:: Selected excerpt ::
● ● ●

In Paris it is even worse. The police look on stupefied and aghast at the awful condition which has grown up around them, and are forced to acknowledge that their vile system of tyranny can reach only one tenth of the women who live by prostitution.
And even with inspections the police surgeons do not begin to make efficient reports.
"Neisser, of Breslau, with several assistants, examined 673 prostitutes; and in 216 he found gonococci present (37.6 per cent). Dr. Passavant, of Paris, is quoted as saying that out of every 100 inscribed women, 35 to 50 per cent have venereal disease. Dr. Fiaux shows that in Belgium, in 1881-1889, one half of the inmates of the licensed houses had to be sent to the hospitals for treatment with venereal disease, of whom about 50 per cent were syphilitic. Of inscribed women, about one third were treated at the hospitals, about one sixth of these being syphilitic.
Laser, in an extensive examination of prostitutes for the presence of gonococci, found in the examination of the urethra of 353 patients that the gonococci could be demonstrated 112 times, although in four fifths of these cases there was no macroscopical evidence of gonorrhea. Several of these patients had been discharged from the hospitals as cured".

● ● ●

:: Information ::
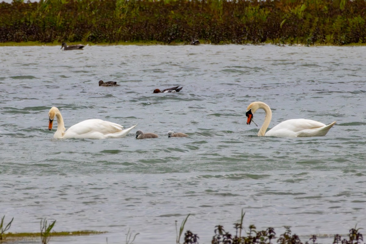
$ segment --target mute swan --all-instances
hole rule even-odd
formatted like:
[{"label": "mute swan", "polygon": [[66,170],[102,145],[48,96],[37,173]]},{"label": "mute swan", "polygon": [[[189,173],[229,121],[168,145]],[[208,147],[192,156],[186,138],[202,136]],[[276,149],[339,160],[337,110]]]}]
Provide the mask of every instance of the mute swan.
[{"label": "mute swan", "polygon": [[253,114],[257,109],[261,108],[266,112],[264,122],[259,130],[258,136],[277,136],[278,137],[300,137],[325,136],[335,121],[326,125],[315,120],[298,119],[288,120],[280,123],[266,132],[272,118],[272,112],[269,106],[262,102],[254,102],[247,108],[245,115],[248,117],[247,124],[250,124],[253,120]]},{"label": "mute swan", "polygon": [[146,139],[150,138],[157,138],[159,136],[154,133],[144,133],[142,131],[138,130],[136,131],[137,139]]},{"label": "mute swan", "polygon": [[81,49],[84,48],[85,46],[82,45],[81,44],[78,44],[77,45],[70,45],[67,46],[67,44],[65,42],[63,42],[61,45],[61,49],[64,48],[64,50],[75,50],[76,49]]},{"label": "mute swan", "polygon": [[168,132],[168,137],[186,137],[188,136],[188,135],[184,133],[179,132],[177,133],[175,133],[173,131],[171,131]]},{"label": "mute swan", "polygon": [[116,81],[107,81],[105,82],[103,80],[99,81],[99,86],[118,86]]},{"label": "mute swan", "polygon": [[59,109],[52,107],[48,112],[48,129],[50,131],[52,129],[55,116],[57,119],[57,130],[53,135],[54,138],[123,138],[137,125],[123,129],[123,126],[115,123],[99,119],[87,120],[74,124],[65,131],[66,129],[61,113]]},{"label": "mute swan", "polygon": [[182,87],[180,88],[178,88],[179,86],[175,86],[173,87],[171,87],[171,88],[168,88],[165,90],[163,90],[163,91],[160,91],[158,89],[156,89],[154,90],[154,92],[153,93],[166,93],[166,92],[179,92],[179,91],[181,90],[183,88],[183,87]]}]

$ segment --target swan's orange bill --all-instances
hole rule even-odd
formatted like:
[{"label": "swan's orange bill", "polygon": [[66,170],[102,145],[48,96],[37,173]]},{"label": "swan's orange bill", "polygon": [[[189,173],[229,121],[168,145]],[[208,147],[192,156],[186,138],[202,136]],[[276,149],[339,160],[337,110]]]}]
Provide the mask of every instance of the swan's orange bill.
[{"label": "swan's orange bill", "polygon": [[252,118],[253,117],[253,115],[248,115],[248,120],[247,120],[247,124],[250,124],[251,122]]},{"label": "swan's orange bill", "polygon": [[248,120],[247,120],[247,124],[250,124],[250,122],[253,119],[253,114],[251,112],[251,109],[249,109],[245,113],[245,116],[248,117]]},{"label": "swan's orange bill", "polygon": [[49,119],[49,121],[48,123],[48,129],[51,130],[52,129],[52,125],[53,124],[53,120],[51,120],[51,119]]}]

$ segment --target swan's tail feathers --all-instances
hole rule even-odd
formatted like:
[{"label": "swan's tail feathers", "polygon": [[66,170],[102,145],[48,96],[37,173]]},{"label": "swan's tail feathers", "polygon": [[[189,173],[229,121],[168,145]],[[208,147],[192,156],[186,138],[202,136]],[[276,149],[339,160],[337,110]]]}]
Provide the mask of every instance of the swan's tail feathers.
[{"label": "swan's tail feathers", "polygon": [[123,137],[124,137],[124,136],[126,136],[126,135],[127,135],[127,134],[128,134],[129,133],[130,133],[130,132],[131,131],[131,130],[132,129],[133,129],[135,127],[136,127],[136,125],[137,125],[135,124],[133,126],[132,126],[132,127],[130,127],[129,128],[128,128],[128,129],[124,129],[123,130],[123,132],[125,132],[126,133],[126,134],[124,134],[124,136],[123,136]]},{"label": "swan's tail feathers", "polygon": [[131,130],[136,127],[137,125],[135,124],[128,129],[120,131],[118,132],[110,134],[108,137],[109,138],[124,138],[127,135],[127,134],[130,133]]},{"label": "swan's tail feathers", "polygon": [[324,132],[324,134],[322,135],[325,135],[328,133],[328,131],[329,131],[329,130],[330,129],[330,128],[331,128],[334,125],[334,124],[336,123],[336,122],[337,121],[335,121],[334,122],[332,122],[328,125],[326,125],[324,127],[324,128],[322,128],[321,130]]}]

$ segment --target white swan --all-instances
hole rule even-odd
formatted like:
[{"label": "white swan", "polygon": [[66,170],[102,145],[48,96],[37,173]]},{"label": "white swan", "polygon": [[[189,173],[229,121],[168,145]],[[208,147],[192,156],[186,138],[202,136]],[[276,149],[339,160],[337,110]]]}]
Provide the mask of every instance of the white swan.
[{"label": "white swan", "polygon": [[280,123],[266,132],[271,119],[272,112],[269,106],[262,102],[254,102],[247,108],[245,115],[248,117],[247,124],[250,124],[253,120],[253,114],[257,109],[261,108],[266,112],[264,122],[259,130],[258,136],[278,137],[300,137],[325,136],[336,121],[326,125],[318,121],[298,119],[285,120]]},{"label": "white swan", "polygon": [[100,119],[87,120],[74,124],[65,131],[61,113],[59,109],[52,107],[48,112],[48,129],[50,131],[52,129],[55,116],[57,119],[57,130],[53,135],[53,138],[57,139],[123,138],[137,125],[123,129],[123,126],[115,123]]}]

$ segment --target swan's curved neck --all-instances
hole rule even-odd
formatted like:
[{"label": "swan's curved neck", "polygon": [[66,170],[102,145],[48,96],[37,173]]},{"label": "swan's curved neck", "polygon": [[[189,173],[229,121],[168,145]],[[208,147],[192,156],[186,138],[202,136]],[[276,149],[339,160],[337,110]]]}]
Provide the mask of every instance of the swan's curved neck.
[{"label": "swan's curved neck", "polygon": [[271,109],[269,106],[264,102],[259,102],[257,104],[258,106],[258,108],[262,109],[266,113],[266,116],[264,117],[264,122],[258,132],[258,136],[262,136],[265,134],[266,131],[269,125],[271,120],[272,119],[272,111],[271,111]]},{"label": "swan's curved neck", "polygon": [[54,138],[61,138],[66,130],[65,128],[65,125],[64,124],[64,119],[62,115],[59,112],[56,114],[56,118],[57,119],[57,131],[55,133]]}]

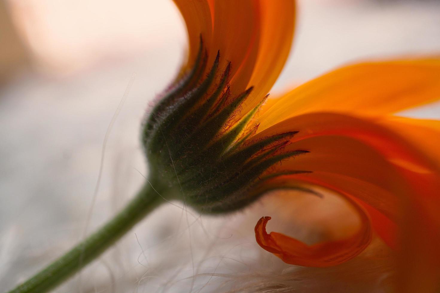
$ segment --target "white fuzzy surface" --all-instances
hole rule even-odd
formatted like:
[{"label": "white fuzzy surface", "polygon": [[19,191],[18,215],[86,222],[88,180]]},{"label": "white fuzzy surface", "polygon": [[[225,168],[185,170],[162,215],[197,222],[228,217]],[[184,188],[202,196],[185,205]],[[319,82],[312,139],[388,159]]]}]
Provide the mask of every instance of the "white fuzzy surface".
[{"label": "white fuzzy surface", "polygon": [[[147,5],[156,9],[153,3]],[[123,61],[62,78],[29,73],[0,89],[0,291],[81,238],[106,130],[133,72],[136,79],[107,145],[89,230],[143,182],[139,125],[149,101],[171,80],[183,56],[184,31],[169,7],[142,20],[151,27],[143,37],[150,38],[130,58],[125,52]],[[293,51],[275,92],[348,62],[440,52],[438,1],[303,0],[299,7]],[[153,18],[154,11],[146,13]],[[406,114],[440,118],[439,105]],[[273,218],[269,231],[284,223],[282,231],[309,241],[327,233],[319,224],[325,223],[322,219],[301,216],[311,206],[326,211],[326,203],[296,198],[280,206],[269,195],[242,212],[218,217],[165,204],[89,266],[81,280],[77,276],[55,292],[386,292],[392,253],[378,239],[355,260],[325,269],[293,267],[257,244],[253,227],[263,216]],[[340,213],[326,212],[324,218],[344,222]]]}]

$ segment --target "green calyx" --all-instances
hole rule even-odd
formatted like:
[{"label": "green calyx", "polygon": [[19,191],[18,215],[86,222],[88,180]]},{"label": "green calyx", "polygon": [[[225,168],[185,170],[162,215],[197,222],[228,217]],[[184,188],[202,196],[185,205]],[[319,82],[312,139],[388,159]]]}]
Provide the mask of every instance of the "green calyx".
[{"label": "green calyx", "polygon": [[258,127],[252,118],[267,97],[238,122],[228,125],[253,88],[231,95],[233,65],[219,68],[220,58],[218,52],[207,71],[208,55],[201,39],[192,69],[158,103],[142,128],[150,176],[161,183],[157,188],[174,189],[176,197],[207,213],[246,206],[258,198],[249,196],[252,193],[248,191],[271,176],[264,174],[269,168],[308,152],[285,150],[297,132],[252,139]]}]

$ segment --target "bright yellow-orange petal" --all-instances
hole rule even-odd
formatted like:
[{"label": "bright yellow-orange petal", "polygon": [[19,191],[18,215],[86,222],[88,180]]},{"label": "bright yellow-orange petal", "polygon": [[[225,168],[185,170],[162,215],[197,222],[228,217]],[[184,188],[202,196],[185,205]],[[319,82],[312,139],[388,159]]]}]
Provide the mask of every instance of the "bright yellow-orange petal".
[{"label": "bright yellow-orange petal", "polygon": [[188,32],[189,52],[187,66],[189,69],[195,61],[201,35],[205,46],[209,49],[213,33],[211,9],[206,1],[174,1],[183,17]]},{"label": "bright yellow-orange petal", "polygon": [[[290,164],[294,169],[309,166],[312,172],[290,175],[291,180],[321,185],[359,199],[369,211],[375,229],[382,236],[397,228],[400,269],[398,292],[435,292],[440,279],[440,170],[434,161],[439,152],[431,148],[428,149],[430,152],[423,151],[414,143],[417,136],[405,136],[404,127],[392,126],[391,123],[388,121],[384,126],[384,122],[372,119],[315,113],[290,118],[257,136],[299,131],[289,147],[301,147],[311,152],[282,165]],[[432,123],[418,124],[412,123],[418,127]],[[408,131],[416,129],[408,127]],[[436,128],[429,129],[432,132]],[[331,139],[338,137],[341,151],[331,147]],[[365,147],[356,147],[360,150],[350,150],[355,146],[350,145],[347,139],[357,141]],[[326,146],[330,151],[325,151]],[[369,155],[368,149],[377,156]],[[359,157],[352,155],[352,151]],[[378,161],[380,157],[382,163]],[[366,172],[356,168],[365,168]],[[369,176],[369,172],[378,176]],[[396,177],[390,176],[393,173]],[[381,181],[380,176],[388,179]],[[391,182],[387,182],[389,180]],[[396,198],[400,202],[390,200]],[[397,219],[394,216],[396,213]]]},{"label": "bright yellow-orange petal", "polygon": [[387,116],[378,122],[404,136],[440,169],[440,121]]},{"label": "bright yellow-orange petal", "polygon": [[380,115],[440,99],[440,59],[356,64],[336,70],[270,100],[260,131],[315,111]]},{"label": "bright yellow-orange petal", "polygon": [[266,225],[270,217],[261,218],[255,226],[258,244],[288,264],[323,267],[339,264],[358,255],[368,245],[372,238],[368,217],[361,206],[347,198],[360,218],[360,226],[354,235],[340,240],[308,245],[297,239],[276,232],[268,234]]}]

● ● ●

:: Task brief ::
In the text on prostitution and venereal disease, how many prostitutes did Neisser of Breslau examine, and in how many did he find gonococci?

:: Task answer ::
He examined 673 prostitutes and found gonococci in 216 of them (37.6 per cent).